▶ **Activity**
Please write out the data that follows, word for word.

▶ **Records for processing**
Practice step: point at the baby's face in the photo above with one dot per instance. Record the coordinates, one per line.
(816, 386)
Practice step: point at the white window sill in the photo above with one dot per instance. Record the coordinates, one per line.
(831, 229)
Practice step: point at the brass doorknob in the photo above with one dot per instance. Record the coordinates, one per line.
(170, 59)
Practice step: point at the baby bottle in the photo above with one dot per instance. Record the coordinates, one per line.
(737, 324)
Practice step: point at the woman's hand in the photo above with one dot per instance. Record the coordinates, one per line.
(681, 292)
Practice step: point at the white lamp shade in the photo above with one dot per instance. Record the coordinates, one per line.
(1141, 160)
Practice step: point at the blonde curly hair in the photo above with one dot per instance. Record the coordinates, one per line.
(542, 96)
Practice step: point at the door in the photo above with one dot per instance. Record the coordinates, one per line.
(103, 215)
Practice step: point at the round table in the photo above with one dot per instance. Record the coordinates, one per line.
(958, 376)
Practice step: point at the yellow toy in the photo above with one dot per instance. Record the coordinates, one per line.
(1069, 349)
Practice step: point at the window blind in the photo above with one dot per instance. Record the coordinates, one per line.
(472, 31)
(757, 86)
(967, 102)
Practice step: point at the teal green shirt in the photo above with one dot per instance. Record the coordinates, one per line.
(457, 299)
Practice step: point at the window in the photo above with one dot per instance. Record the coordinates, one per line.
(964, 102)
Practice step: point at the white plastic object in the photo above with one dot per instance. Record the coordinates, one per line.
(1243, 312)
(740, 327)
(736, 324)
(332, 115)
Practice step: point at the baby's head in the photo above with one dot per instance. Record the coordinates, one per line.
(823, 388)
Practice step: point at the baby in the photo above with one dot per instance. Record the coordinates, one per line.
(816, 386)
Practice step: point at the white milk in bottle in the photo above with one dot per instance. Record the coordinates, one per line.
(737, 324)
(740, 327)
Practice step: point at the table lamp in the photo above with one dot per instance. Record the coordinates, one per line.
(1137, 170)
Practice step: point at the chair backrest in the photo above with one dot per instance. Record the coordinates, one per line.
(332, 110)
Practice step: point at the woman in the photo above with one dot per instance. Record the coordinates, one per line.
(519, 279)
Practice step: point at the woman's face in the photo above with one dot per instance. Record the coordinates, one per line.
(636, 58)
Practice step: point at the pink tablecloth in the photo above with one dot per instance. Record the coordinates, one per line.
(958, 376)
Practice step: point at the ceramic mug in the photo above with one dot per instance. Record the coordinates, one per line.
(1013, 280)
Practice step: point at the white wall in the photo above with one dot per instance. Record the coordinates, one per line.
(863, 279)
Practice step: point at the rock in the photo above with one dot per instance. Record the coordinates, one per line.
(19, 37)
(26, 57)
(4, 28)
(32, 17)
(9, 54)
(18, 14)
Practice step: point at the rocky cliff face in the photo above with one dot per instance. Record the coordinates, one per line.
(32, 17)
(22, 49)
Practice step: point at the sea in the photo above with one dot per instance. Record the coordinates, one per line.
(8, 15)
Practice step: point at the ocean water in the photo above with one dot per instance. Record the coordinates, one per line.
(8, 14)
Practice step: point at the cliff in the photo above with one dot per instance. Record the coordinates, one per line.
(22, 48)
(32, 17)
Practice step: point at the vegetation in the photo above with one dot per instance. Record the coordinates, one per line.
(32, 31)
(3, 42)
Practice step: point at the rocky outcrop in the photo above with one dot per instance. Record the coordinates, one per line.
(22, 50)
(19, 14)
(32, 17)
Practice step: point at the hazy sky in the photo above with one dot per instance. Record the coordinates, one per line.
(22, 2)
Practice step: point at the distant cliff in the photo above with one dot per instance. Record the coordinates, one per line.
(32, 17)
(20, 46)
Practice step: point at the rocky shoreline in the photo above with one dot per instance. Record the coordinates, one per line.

▶ **Finished exercise**
Practice step: point at the baby's face in the photo above with one dot per instance. Record the coordinates, one per line.
(816, 386)
Practice step: point at the white window sill in the photo above with one dot per instance. Record the coordinates, one per line.
(831, 229)
Practice step: point at the brass doorknob in the photo above with one dot per instance. Record the coordinates, one per line.
(170, 59)
Practice step: point at the baby bottle in the photo above with one dot per instance. Record the coordinates, one per line.
(737, 324)
Practice step: point at the woman's hand in the photo above with one dot per instance. Record the coordinates, one per line.
(681, 292)
Practice step: point at the white lamp shade in the photo above with one dot per instance. Record the coordinates, one per line.
(1141, 160)
Practice step: point at the blonde curly hair in the photo above with one dot per instance. Record the coordinates, one per line.
(542, 96)
Practice step: point at the door in the photo above with one dot per instance. Record the coordinates, one per line.
(103, 215)
Practice step: point at the round table in the photo above with one dot per instance. Record the coordinates, one per line.
(958, 376)
Practice step: point at the yellow toy in the photo above with one dot per instance. Record the coordinates, one per line.
(1069, 349)
Practice step: point at the window blind in the photo above with one dot per instance. Record the coordinates, one per line.
(472, 31)
(757, 86)
(967, 102)
Practice step: point at the teal green shirt in the photo above with one dot per instance. Record the coordinates, one per line.
(457, 299)
Practice step: point at the window in the photo above with one dot per instance. Record the coordinates, one per line.
(964, 102)
Practice step: point at the white plastic object in the photo above with one dot per instance. Record the coordinates, one per line.
(1243, 312)
(740, 327)
(736, 324)
(332, 115)
Practice step: point at the baby's head in the photo above with one dot per instance. Record the coordinates, one per line.
(823, 388)
Practice step: point at the baby in the photo above with one dot per instance. Record the coordinates, one per line.
(816, 386)
Practice step: point at the white milk in bottle in the photo above with one dot per instance. Record the coordinates, one per line.
(737, 324)
(740, 327)
Practice step: point at the table lamp in the photo above with one dot per instance. Record the coordinates, one per line.
(1137, 170)
Practice step: point at the chair backrest in the photo above with one dot per instance. Record the coordinates, one per line.
(332, 110)
Practice step: point at the woman in the photo above with one dot per instance. Record the coordinates, one per line.
(519, 279)
Practice step: point at the woman's face in the photo above with one dot per instance. Record the coordinates, one per line.
(636, 58)
Practice step: point at the pink tablecloth in the photo above with one dot per instance. Record the coordinates, one per line.
(958, 376)
Practice step: point at the ceramic mug in the photo above with one dot per instance. Record the coordinates, one per line.
(1013, 280)
Practice step: point at the white wall in the photo above with one dot per instance. Record the coordinates, one per line.
(863, 279)
Practice step: point at the rock in the photo above with one dot per instance. Record the coordinates, one per line.
(19, 37)
(26, 57)
(4, 28)
(32, 17)
(9, 54)
(18, 14)
Practice step: point at the rocky cliff face in the photo above with one dot per instance. Record the coordinates, one per line.
(32, 17)
(22, 49)
Practice step: point at the sea in the photo above with one dot per instance. Record the coordinates, one per line.
(8, 15)
Practice step: point at the ocean water in the photo above with one dot per instance. Record the coordinates, one per line.
(8, 14)
Practice step: point at the cliff in the photo above with one dot per instance. Record the coordinates, one per line.
(22, 48)
(32, 17)
Practice step: point at the vegetation in the photo above with one dot per instance. Record the coordinates, one per line.
(32, 31)
(3, 42)
Practice step: point at the rocky outcrop in the photo above with one dot per instance. Record the coordinates, one per line.
(22, 50)
(19, 14)
(32, 17)
Practice step: point at the hazy sky in the photo above with one dot per instance. Record the coordinates, one per line.
(22, 2)
Practice step: point at the distant cliff in the photo above with one dot per instance. Record the coordinates, one per line.
(32, 17)
(20, 46)
Practice step: point at the rocky shoreline in the photo above with one dot per instance. Record the coordinates, one per line.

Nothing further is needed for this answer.